#### ACTIONS TO TAKE
1: Write out, word for word, the stretch of the passage on Washington and his slaves from "George Washington’s actions" through "of this heritage.".
2: In the passage on Washington and his slaves, whom did Washington free before Martha died?

#### PASSAGE
Over the years after their marriage, Washington’s slaves had intermarried with Martha’s slaves who would have to be returned or taken in by her first husband’s heirs. If Washington freed his slaves without being able to free Martha’s slaves, it would have divided the various families and that was something Washington did not want to do. There is a perception among some historians that Washington attempted to persuade Martha to influence her heirs to free the Custis slaves, but there is no evidence that she tried to do so.
George Washington lamented that he wished he could free all the slaves at Mt. Vernon, but they did not all belong to him. Washington did free William (Billy) Lee, his personal valet, before Martha died; but the other slaves were to be emancipated upon Martha’s death. Washington also stipulated in his will that the elderly ex-slaves would be provided for, specifically clothed and fed, by his direct heirs, and the freed children would be taught to read, to write, and some valuable trade in order to provide support for themselves. Martha Washington actually carried out her husband’s wishes to free the slaves within twelve months of his death and ultimately allowed them to stay on at Mt. Vernon if they had family members there.
George Washington’s actions were controversial in the time he made such a powerful effort which was a strong statement of his genuine convictions. Despite fierce opposition and severe resistance, he made it happen. It was a genuine legacy from a man who dared for risk his life for the genuine freedom of his people. Americans should not lose sight of this heritage.

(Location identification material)
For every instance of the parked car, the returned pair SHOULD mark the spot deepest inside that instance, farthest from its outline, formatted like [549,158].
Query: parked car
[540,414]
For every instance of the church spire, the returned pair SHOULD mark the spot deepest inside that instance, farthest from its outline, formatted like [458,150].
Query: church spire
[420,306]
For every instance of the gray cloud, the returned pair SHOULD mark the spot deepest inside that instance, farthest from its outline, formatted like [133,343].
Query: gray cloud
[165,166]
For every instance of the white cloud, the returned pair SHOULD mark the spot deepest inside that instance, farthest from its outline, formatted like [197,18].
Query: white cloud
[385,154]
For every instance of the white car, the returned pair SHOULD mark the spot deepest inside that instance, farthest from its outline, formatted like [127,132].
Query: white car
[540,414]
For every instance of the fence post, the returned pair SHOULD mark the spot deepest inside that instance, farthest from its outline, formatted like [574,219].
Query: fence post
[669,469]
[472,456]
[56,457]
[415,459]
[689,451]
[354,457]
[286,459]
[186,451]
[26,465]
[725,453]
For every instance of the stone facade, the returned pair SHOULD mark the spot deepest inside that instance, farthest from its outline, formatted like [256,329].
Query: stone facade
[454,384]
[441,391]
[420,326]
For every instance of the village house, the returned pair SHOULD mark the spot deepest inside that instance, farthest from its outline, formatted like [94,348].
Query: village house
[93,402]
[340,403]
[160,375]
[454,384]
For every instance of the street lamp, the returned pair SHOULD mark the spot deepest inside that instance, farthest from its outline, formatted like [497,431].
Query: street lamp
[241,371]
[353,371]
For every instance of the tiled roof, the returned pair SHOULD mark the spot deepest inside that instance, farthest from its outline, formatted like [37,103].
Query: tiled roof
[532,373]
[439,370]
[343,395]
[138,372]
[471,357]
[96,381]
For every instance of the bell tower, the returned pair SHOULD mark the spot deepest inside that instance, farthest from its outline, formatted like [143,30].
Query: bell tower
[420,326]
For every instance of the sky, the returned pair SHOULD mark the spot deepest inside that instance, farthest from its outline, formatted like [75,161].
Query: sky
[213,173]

#### PROBLEM SOLUTIONS
1:
George Washington’s actions were controversial in the time he made such a powerful effort which was a strong statement of his genuine convictions. Despite fierce opposition and severe resistance, he made it happen. It was a genuine legacy from a man who dared for risk his life for the genuine freedom of his people. Americans should not lose sight of this heritage.

2: William (Billy) Lee, his personal valet.